══ Source passage

Everyone I spoke with said all employees, not just women, have been encouraged to develop and use their strengths and abilities. In general, people who begin at Sakonnet stay at Sakonnet. Employees rise from within to fill the top jobs (like the vineyard manager, vintner and business manager.)

“We didn’t set out to have a strong representation of women at Sakonnet, it just evolved that way,” explained Sampson.

When I first met Elaine Bernier, Sakonnet’s vintner, she was at the top of a 15-foot ladder peering into a gigantic stainless steel fermentation tank.

“It smells like peaches,” she said. “I want to stay up here forever.” Her voice echoed as it made its way down to me.

Bernier grew up on a farm nearby the vineyard. She has worked at Sakonnet since 1984 when she showed up one day for picking. “The whole ‘women’ thing—it wasn’t planned, it just evolved. Many of the people who work here are working mothers. The schedule can be flexible, making it a good place for working moms,” she said.

Bernier moved up from picker to “tie-er” (someone who secures vines to an arbor) and then to pruner, all the time absorbing the intricacies of how to coax wine out of grapes. In 1995 then-vintner John Sotello needed an assistant and Elaine was ready for the job. She continued as assistant when Christian Butkze replaced Sotello. When Butkze left in 2005 and the Sampsons were looking for a replacement, they asked Elaine to do the job.

════
══ Entries shown

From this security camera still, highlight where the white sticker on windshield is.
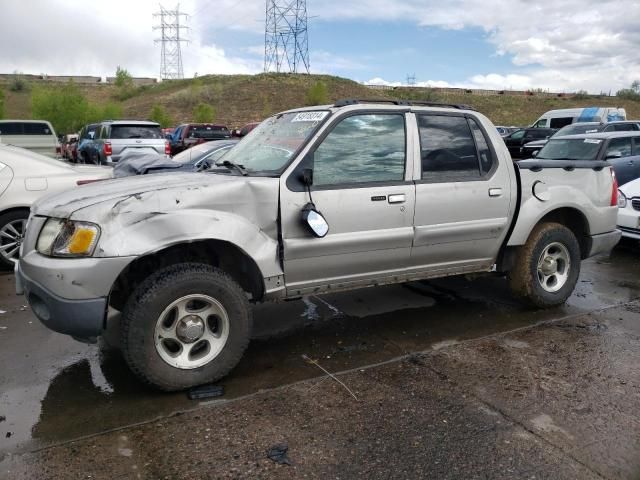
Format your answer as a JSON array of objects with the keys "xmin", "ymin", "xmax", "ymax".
[{"xmin": 291, "ymin": 112, "xmax": 329, "ymax": 122}]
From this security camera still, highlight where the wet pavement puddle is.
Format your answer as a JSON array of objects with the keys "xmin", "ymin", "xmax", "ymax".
[{"xmin": 0, "ymin": 244, "xmax": 640, "ymax": 459}]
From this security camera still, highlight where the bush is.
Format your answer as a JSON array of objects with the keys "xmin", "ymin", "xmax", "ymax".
[
  {"xmin": 193, "ymin": 103, "xmax": 215, "ymax": 123},
  {"xmin": 149, "ymin": 104, "xmax": 173, "ymax": 128},
  {"xmin": 114, "ymin": 65, "xmax": 136, "ymax": 100},
  {"xmin": 9, "ymin": 72, "xmax": 29, "ymax": 92},
  {"xmin": 306, "ymin": 81, "xmax": 329, "ymax": 107},
  {"xmin": 31, "ymin": 82, "xmax": 122, "ymax": 134}
]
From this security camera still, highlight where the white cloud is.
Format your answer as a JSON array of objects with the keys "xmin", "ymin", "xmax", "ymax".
[
  {"xmin": 322, "ymin": 0, "xmax": 640, "ymax": 92},
  {"xmin": 0, "ymin": 0, "xmax": 262, "ymax": 77}
]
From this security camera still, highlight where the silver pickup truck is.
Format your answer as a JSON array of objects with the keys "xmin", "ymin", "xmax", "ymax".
[{"xmin": 16, "ymin": 100, "xmax": 620, "ymax": 390}]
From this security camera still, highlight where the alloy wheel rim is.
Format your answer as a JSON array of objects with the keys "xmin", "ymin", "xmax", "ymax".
[
  {"xmin": 154, "ymin": 294, "xmax": 229, "ymax": 370},
  {"xmin": 537, "ymin": 242, "xmax": 571, "ymax": 293},
  {"xmin": 0, "ymin": 218, "xmax": 27, "ymax": 262}
]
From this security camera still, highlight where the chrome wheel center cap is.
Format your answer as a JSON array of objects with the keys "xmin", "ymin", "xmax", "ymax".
[
  {"xmin": 541, "ymin": 257, "xmax": 558, "ymax": 275},
  {"xmin": 176, "ymin": 315, "xmax": 204, "ymax": 343}
]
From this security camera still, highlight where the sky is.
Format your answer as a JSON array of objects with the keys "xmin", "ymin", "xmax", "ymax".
[{"xmin": 0, "ymin": 0, "xmax": 640, "ymax": 93}]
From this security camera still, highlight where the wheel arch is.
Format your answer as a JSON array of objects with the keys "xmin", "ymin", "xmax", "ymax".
[
  {"xmin": 109, "ymin": 239, "xmax": 265, "ymax": 310},
  {"xmin": 497, "ymin": 206, "xmax": 591, "ymax": 272}
]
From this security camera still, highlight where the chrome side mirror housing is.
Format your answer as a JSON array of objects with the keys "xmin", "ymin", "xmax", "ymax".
[{"xmin": 302, "ymin": 202, "xmax": 329, "ymax": 238}]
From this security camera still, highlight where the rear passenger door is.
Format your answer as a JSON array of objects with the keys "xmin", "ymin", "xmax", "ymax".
[
  {"xmin": 411, "ymin": 112, "xmax": 516, "ymax": 273},
  {"xmin": 605, "ymin": 137, "xmax": 640, "ymax": 185}
]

════

▸ Problems to work on
1. Answer these questions using the Sakonnet passage:
(a) Where was Elaine Bernier when the writer first met her?
(b) In what year did Bernier begin working at Sakonnet?
(c) Who replaced John Sotello as vintner?
2. Revise the Sakonnet passage, starting with "Everyone I spoke" and going on through "and business manager.)", so that "top jobs" is replaced by "senior positions".

▸ Expected results
1.
(a) At the top of a 15-foot ladder, peering into a gigantic stainless steel fermentation tank.
(b) 1984.
(c) Christian Butkze.

2.
Everyone I spoke with said all employees, not just women, have been encouraged to develop and use their strengths and abilities. In general, people who begin at Sakonnet stay at Sakonnet. Employees rise from within to fill the senior positions (like the vineyard manager, vintner and business manager.)